- _Dataset excerpts_:
·····
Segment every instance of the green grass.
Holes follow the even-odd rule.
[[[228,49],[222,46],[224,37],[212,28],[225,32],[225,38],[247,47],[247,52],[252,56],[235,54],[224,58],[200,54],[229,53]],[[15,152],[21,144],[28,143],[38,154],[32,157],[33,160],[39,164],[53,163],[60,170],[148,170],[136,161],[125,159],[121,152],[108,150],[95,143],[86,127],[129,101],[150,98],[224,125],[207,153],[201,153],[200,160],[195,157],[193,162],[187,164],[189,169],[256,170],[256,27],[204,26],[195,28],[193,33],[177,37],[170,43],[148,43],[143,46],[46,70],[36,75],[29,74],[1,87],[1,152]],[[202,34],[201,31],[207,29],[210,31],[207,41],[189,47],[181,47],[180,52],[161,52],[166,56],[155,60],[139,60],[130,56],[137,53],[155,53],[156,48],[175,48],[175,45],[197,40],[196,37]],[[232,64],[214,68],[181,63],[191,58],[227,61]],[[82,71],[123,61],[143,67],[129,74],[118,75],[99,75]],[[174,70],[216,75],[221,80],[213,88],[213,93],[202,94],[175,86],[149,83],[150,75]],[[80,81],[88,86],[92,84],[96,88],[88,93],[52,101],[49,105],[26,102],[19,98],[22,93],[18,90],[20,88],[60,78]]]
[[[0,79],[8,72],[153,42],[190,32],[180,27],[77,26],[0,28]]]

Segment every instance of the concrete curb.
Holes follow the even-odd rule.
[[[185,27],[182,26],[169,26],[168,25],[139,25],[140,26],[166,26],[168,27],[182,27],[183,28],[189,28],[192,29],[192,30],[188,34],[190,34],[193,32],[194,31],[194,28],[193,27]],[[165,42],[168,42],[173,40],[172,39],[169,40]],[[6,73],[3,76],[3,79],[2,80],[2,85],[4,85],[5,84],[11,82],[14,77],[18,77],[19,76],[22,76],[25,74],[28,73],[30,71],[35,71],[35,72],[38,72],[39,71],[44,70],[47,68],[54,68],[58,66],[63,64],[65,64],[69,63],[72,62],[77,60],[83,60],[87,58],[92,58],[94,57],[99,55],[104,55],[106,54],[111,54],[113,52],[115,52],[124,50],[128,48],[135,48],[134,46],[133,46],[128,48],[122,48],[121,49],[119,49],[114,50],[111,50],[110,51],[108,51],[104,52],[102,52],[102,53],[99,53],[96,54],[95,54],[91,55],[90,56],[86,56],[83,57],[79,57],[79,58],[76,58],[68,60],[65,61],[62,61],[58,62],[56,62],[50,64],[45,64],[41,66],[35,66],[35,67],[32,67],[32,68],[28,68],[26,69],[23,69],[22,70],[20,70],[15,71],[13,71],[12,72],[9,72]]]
·····
- _Aim of the task_: Render every line of the listing above as a JSON array of strings, one string per line, omitting blank lines.

- _Result for this exercise_:
[
  "Segment every instance of the green grass.",
  "Holes follow the even-odd rule.",
  "[[[228,49],[222,46],[224,37],[212,28],[225,32],[225,38],[247,47],[247,52],[252,56],[235,54],[224,58],[200,54],[229,53]],[[15,152],[21,144],[28,143],[38,154],[32,157],[33,160],[39,164],[53,163],[60,170],[148,170],[136,161],[125,159],[121,152],[108,150],[95,143],[86,127],[129,101],[150,98],[224,125],[207,153],[201,153],[200,160],[195,157],[193,162],[187,164],[189,169],[256,170],[256,27],[204,26],[195,28],[193,33],[177,37],[170,43],[148,43],[143,46],[46,70],[36,75],[29,74],[1,87],[1,152]],[[202,34],[201,31],[207,29],[210,31],[207,41],[189,47],[181,47],[180,52],[161,52],[166,56],[155,60],[139,60],[130,56],[137,53],[155,53],[156,48],[175,48],[175,45],[197,40],[196,37]],[[232,64],[214,68],[181,63],[191,58],[227,61]],[[82,71],[123,61],[143,67],[129,74],[118,75],[99,75]],[[174,70],[216,75],[221,80],[213,88],[213,93],[202,94],[175,86],[149,83],[150,75]],[[80,81],[88,86],[92,84],[96,88],[88,93],[52,101],[49,105],[26,102],[19,98],[22,93],[18,90],[20,88],[60,78]]]",
  "[[[0,79],[8,72],[153,42],[190,32],[180,27],[77,26],[0,28]]]",
  "Segment every instance of the concrete curb.",
  "Holes follow the even-odd rule.",
  "[[[185,27],[182,26],[169,26],[168,25],[139,25],[140,26],[166,26],[168,27],[182,27],[183,28],[189,28],[192,29],[192,30],[188,34],[190,34],[193,32],[194,31],[194,28],[193,27]],[[165,42],[168,42],[173,40],[172,39],[169,40]],[[6,73],[3,76],[3,79],[2,80],[2,85],[4,85],[5,84],[11,82],[14,77],[18,77],[19,76],[22,76],[25,74],[28,73],[30,71],[35,71],[35,72],[38,72],[39,71],[44,70],[47,68],[54,68],[58,66],[63,64],[65,64],[69,63],[72,62],[77,60],[83,60],[87,58],[92,58],[94,57],[99,55],[104,55],[106,54],[111,54],[113,52],[115,52],[124,50],[128,48],[135,48],[134,46],[133,46],[128,48],[122,48],[121,49],[119,49],[114,50],[111,50],[110,51],[108,51],[104,52],[102,52],[102,53],[99,53],[96,54],[95,54],[91,55],[90,56],[86,56],[83,57],[79,57],[79,58],[76,58],[68,60],[65,61],[62,61],[58,62],[56,62],[50,64],[45,64],[41,66],[35,66],[35,67],[32,67],[32,68],[28,68],[26,69],[23,69],[22,70],[20,70],[15,71],[13,71],[12,72],[9,72]]]"
]